Task 1: Can you edit the passage on the AMBER reionization model, giving again the part that opens with the words containing "which can be" and closes with "on large scales.", with "full radiative transfer simulation" replaced by "complete radiative transfer simulation"?
Task 2: Can you continue the passage on the AMBER reionization model, starting after its final sentence?

— Start Text provided —

The “Abundance Matching Box for the Epoch of Reionization” (AMBER, Trac et al. 2022) is an entirely different approach for modeling cosmic dawn. It is based on an “abundance matching” hypothesis that there exists a monotonic relation between a base field \(\beta (\mathbf {x})\) and the reionization-redshift field at a given location \(z_\mathrm{rei}(\mathbf {x})\) (see, e.g., the left panel of Fig. 11). The functional form of \(z_\mathrm{rei}(\beta )\) can be deduced from the assumed ionization history.

The accuracy of such an ansatz depends critically on the choice for the base field \(\beta (\mathbf {x})\). Trac et al. (2022) showed that using density as the base field is a poor choice, a conclusion that is generally consistent with our discussion in Sect. 5.3. A much better choice for \(\beta \) is an approximation to the ionizing radiation field. The formal solution to the radiative transfer equation for the radiation angle-averaged intensity \(J_\nu \) is

$$\begin{aligned} J_\nu (\mathbf {x}) = \frac{a}{4\pi }\int d^3x_1 \frac{S_\nu (\mathbf {x}_1)}{(\mathbf {x}-\mathbf {x}_1)^2} e^{-\tau _\nu (\mathbf {x},\mathbf {x}_1)}, \end{aligned}$$
(49)

where \(S_\nu \) is the source function and the \(1/(4\pi r^2)\) term is the inverse-square law for the flux. Since this equation is not a convolution, it cannot be easily evaluated on an arbitrary mesh or particle distribution and would require using some of the methods for solving the radiative transfer equation discussed in Sect. 3.1.

There is, however, an ansatz that permits a fast – O(N) or \(O(N\log N)\) – evaluation for an arbitrary set of N target points \(\mathbf {x}\), and which, on average, gives the correct value for the radiation field:

$$\begin{aligned} \tau _\nu (\mathbf {x},\mathbf {x}_1) \rightarrow \frac{1}{\lambda _\mathrm{mfp}(\nu )}\Vert \mathbf {x}-\mathbf {x}_1\Vert . \end{aligned}$$

Equation (49) then becomes a convolution,

$$\begin{aligned} J_\nu (\mathbf {x}) = \frac{a}{4\pi }\int d^3x_1 \frac{S_\nu (\mathbf {x}_1) }{(\mathbf {x}-\mathbf {x}_1)^2} e^{-\frac{\Vert \mathbf {x}-\mathbf {x}_1\Vert }{\lambda _\mathrm{mfp}(\nu )}}, \end{aligned}$$
(50)

which can be solved in O(N) operations for N spatial locations.

Figure 15 replicates Fig. 17 from the AMBER method paper (Trac et al. 2022), and shows a comparison between a full radiative transfer simulation, AMBER, 21cmFAST, and an older approximate scheme called “The Reionization on Large Scales” (RLS, Battaglia et al. 2013). Out of the three schemes, AMBER appears to perform the best, with 21cmFAST missing some small scale features but otherwise offering a similarly good approximation on large scales.

— End Text provided —
— Start Data block —

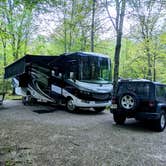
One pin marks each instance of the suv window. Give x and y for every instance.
(142, 89)
(161, 92)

— End Data block —

Reply 1:
which can be solved in O(N) operations for N spatial locations.

Figure 15 replicates Fig. 17 from the AMBER method paper (Trac et al. 2022), and shows a comparison between a complete radiative transfer simulation, AMBER, 21cmFAST, and an older approximate scheme called “The Reionization on Large Scales” (RLS, Battaglia et al. 2013). Out of the three schemes, AMBER appears to perform the best, with 21cmFAST missing some small scale features but otherwise offering a similarly good approximation on large scales.

Reply 2:
6.2 DMO+SAM

In this category we place techniques that rely on a dark-matter-only (DMO) simulation combined with a semi-analytical model (SAM). Such an approach is widely used in modeling galaxy formation, and our focus here is on the small subset of such schemes that are specifically designed for modeling reionization and, therefore, include an algorithm for computing the spatial distribution of ionized hydrogen. In the two models discussed below this is done with an excursion set-based method.

6.2.1 ASTRAEUS

Fig. 16
figure 16

Image reproduced with permission from Hutter et al. (2021), copyright by the authors

The evolution of the volume-averaged neutral hydrogen fraction from several ASTRAEUS models and their comparison with observational constraints (grey points) – see Hutter et al. (2021) for details on the models and the data. The good agreement between the different models illustrates the robustness of the method, but the discrepancy with the observations at \(z\lesssim 5.8\) suggests that ASTRAEUS does not correctly capture the evolution of the mean free path at these epochs.

ASTRAEUS (“seminumerical rAdiative tranSfer coupling of galaxy formaTion and Reionization in N-body dArk mattEr simUlationS”, Hutter et al. 2021) is a semi-analytical model (“DELPHI”, Dayal et al. 2014) built on the “Very Small MultiDark Planck” DMO simulation from the MultiDark simulation suite (Klypin et al. 2016). The key parameters of the simulation are listed in Table 1. The ionization state of the IGM is modeled by an independent excursion set code developed by Hutter (2018). With a volume size of \(\approx 230\) Mpc, ASTRAEUS simulations are large enough to produce a converged distribution of ionized bubbles during reionization (Iliev et al. 2014).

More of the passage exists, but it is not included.